# Text block:
>> BEGIN
Veritas-bu

[Veritas-bu] RE: Veritas-bu digest, Vol 1 #1990 - 3 msgs

2003-03-03 14:52:53
Subject: [Veritas-bu] RE: Veritas-bu digest, Vol 1 #1990 - 3 msgs
From: Bleimeyer, Paul W." <paulb AT mayo DOT edu (Paul Bleimeyer)
Date: Mon, 3 Mar 2003 13:52:53 -0600
> From: "vidit kohli" <vidit_k AT hotmail DOT com>
> Subject: [Veritas-bu] 9840 drive cleaning in L700

> I have setup Netbackup 3.4 to control 9840 drive cleaning in
> L700, but
> problem is that it don't work as required.
> [my understanding was that when ever any drive needs cleaning
> , netbackup
> will perform before next backup starts for that 9840 drive]
>
> I have two cleaning media in the slots detected by media manager,
> also tpclean -c option does manual clean fine
>
> Please advise if I'm missing any settings?
>


Vidit,

I am going to reply here since I faced the same thing as you about a year
ago
and this might help someone else out as well if they read the archives later
on.

You mentioned in an email to me that you had SSO enabled on your media and
master
servers. The reason I asked this is because we did the same thing. Same
problems too!
>> END
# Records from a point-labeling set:
>> BEGIN
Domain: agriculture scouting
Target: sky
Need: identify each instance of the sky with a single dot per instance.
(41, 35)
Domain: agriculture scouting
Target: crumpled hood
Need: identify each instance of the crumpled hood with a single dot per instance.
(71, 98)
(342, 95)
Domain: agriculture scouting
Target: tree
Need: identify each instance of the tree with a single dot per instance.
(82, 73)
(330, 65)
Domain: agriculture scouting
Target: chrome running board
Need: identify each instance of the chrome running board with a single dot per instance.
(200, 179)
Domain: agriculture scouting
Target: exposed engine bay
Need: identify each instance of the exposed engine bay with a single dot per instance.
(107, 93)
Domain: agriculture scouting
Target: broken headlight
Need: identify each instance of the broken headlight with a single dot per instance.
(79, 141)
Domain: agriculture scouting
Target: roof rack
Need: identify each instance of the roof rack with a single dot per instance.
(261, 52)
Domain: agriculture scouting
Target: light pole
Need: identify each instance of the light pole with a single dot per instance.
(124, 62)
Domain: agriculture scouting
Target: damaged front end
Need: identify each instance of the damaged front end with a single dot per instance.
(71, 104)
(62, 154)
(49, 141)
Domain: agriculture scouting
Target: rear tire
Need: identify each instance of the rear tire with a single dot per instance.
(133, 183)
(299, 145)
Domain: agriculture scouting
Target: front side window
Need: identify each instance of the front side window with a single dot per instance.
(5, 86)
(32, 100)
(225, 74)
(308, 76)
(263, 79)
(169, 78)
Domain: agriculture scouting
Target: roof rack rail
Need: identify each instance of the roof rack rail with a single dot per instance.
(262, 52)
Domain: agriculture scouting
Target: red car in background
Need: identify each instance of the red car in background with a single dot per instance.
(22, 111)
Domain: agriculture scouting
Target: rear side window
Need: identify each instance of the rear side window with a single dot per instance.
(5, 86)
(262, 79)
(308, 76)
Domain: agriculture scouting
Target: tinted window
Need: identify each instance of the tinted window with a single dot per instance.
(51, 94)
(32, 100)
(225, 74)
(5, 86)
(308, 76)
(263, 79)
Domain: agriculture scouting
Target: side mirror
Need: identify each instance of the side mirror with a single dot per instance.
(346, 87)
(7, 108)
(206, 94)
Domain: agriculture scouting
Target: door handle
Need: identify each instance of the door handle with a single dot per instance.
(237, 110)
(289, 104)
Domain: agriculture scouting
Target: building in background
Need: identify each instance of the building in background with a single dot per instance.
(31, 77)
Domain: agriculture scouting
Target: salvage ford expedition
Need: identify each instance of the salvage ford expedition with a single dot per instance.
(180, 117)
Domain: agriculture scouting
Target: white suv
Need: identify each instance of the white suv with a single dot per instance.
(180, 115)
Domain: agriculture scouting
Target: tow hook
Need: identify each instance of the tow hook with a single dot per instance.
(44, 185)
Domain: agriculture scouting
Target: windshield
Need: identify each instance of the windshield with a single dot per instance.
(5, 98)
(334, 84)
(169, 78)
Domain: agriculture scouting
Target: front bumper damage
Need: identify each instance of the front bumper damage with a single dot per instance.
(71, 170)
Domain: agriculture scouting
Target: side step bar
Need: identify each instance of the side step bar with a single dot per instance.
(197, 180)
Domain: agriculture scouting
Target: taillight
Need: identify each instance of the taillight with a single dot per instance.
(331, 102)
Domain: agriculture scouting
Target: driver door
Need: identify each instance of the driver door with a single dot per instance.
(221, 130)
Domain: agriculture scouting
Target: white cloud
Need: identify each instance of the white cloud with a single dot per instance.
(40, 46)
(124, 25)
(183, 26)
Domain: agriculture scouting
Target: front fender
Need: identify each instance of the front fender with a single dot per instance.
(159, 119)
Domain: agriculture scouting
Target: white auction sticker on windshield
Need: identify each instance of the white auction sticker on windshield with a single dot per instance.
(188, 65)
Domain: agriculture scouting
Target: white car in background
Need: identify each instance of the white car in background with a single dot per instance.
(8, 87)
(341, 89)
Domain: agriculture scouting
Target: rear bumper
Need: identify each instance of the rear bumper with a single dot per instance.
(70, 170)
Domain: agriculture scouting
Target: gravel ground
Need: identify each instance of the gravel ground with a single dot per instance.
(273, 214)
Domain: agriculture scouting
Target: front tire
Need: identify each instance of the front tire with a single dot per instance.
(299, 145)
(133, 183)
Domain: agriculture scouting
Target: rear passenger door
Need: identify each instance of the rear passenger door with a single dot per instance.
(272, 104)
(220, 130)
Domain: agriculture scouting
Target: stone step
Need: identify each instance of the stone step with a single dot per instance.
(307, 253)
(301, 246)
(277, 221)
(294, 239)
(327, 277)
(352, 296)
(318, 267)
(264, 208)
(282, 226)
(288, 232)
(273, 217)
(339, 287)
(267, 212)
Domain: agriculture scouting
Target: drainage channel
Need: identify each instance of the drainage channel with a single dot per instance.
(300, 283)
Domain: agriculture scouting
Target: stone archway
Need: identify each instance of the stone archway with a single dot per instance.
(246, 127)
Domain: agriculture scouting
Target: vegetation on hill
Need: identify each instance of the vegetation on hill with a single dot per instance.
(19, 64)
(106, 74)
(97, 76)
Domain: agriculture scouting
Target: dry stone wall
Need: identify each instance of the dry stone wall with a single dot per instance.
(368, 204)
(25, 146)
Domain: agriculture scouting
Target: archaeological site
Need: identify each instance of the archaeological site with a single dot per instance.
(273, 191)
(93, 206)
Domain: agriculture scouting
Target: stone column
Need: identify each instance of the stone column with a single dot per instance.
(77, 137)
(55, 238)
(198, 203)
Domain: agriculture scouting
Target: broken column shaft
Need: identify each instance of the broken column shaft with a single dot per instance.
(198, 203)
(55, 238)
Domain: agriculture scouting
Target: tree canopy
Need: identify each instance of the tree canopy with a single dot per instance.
>> END
# Written exercise 1:
Translate the sentence "The reason I asked this is because we did the same thing." from the mailing-list reply about 9840 drive cleaning into Spanish.
# Written exercise 2:
Resume the mailing-list reply about 9840 drive cleaning, starting right after its final sentence, "Same problems too!"

# Task response 1:
La razón por la que pregunté esto es que nosotros hicimos lo mismo.

# Task response 2:
In an SSO environment with an L700 you want the library to clean the tape
drives and not have veritas handle it. The reason is that frequency base
tape cleaning and tape alert fails under environments using SSO with
veritas. The library should be made responsible for cleaning the drives.
This is not totally clear in the Veritas documentation when referencing SSO
environments. At least the last time I looked it was a little sparse.

So what the heck is going on then? Why does it fail under SSO and not
others?
Here is why. It has to do with the tape cleaning and usage counter getting
reset.
When you first media server mounts the tape and starts using the drive, then
the counter on usage in the drive starts running. For example, you run about
10 tapes through this same drive via the
same media server all weekend long during a full. The last tape unmounts and
the veritas
media server notifies your master that it is done with the drive and the
drive is released.
At this point your tape drive has a usage counter for the amount of time
this drive
has been in use. Now veritas is currently setup to detect this and will
attempt to clean
the drives. Everything looks great right?

Here is where SSO gets in the mix. Now along comes media server number 2.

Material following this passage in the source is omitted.